* Problem A *
According to the provided text on SEO and branding, which tools are favorites for broken backlink analysis?

** Begin Provided text **

Why do so many marketers seem to see SEO and branding as mutually exclusive entities? There is often a debate over which one is better. But why don’t we see them as two integral assets that support each other and reinforce each other’s efforts for an integrated marketing strategy?
What is Branding in SEO?
The SEO activities in this blog won’t be new to a lot of readers. However, I have explained how you can engage your branding team using some common SEO methods to create a synchronised digital marketing approach that is targeted and sustainable. All in all, the methods below will not only help increase brand awareness but ensure that the right brand message is being put across to new and existing customers.
1. Link-building for Branding
Brand awareness is about increasing acknowledgement of your businesses’ identity. Online, this can be achieved through strategic link building. When you build coverage and links, you are increasing the awareness of your brand or clients in front of the masses.
If your SEO or Digital PR team’s recent link-building strategy has received negative feedback from your client or branding team, it is worth remembering that link-building can bring several benefits to a brand:
- Strengthen existing customer loyalty
- Recapture the attention of lost leads
- Lower the cost of customer acquisition by working on a basis of existing brand awareness
So how can we build brand awareness through link-building? A low-resource and low-risk route would be to firstly undergo some link reclamation. Find as many unlinked mentions and broken backlinks to your site as possible, ensuring that they are from publications that are relevant and suitable to your brand. When conducting broken backlink analysis, we like to use all of our tools in conjunction with each other to ensure that none are missed. Favourites include Ahrefs, Majestic and Kerboo.
Once you’ve exported all of this into a sheet, use a tool like Gorkana and the Hunter plugin for Chrome to find all the relevant contact details for each publication that contains a relevant broken backlink – whether that be IT Support or a specific journalist that handles certain topics
At this point, you will need to contact the publications and encourage them to link back to your site. This can be tricky and you don’t want to be a pest, so try to offer content that is actually useful or let the journalist know about news that they will actually want to link back to. For example, if the broken backlink is to your client’s old site before a rebrand, let them know about this. Or if a site is linking to a blog post or service that you have removed, offer them fresh content or let them know about your even better services.
If you are still struggling to get buy-in for link-building, remember to emphasise how important it is for your brand to be featured on relevant publications and external sites. Like employment law solicitors being featured on HR sites. This will put your brand directly in front of your target audience. Even better, find examples of where your competitors have been featured to demonstrate the publicity they receive.
Once you’ve rebuilt some broken links and got buy-in for link-building (yay!), it’s time to take it a step further. Newshacking or larger, creative campaigns such as dream jobs or product stunts are great ways to accelerate your brands’ awareness on national and highly relevant publications. Check out some of the helpful guides that our Digital PR team have written for some inspiration:
- Creating News for Your Digital PR Clients in 2020: The Questions You Should Be Asking
- Dream Job Campaigns for Digital PR: How to Get More Value
- Are Product Stunts ‘Fake News’?

** End Provided text **
** Begin Task data **

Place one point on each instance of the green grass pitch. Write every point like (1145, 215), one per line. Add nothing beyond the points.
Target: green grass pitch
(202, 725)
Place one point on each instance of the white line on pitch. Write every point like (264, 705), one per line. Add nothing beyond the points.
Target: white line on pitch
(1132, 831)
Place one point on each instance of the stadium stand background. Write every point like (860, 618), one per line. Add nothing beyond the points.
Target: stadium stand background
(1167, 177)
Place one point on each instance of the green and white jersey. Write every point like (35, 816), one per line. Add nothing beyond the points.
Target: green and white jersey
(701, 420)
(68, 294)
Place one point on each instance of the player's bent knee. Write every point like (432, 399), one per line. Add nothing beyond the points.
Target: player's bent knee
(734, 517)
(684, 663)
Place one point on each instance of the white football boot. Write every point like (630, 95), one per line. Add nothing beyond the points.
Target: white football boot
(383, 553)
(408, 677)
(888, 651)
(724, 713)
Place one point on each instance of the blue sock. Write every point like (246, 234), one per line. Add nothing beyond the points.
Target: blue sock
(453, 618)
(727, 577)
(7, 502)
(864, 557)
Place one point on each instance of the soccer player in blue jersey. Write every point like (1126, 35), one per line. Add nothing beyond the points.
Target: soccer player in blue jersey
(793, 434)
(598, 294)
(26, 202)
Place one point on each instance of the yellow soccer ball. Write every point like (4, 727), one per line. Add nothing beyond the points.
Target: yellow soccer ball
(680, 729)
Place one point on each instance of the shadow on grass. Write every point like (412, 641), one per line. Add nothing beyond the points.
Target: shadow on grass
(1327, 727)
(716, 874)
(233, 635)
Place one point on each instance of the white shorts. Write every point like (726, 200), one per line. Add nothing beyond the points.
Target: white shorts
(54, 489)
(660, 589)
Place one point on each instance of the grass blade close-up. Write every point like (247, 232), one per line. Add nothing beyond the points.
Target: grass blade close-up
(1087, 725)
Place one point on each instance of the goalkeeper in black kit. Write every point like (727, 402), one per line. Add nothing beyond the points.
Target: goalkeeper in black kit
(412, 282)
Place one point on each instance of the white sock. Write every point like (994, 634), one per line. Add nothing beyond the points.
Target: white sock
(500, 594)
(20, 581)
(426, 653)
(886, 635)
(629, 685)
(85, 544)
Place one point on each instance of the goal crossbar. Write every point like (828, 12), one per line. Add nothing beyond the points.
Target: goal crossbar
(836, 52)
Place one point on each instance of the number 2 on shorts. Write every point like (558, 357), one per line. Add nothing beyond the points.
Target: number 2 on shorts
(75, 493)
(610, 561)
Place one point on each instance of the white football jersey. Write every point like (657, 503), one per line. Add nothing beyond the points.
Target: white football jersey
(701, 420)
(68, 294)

** End Task data **
** Begin Task data **

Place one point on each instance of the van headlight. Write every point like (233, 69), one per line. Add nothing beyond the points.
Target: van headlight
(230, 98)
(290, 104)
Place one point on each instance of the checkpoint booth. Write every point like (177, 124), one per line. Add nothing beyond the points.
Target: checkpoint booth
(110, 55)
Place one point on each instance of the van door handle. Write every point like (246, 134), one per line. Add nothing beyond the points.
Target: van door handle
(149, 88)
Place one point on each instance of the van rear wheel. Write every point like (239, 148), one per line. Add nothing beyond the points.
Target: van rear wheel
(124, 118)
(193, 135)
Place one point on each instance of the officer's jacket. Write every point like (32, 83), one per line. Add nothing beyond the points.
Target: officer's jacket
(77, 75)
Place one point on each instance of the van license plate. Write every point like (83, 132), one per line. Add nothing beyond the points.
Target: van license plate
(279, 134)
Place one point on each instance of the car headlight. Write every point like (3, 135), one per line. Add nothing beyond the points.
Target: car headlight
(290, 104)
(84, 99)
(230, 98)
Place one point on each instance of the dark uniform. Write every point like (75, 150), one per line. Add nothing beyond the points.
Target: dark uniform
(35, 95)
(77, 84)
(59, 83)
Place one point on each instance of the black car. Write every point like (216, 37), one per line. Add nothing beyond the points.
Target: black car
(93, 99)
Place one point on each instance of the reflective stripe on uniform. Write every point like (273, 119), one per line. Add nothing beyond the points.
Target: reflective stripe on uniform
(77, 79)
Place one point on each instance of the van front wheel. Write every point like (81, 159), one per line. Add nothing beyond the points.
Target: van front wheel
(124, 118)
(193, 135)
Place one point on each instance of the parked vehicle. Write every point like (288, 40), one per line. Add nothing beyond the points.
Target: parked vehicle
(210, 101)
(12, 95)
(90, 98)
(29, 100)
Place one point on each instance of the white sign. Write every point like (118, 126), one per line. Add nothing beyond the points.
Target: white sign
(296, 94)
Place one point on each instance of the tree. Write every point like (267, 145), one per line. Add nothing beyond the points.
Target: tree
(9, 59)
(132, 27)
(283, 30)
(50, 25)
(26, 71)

** End Task data **
** Begin Task data **

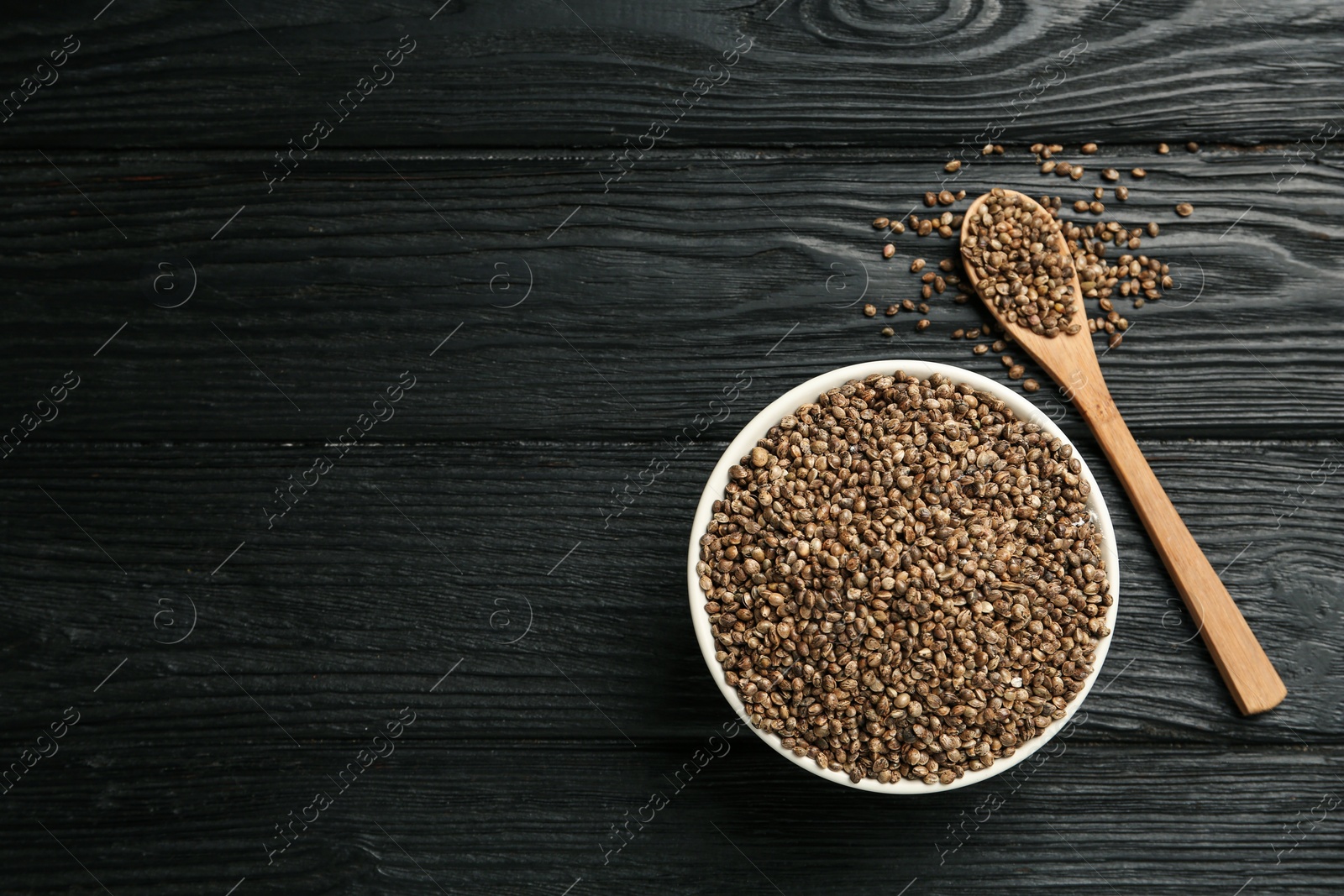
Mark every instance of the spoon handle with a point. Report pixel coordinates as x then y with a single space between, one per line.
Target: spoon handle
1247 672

** End Task data **

* Problem B *
Rewrite the rows starting at the line containing "Place one point on each instance of the green grass" and ending at the line containing "(1167, 177)", with "stadium stand background" swapped for "spectator seating area" and nothing else changed.

* Exercise output A *
Ahrefs, Majestic and Kerboo.

* Exercise output B *
Place one point on each instance of the green grass pitch. Write every point like (1145, 215), one per line. Add nothing beyond the points.
Target: green grass pitch
(202, 725)
Place one point on each instance of the white line on pitch. Write every point like (264, 705), one per line. Add nothing beyond the points.
Target: white line on pitch
(1132, 831)
Place one point on each instance of the spectator seating area. Write every point like (860, 618), one per line. Add nothing beyond the points.
Target: spectator seating area
(1167, 177)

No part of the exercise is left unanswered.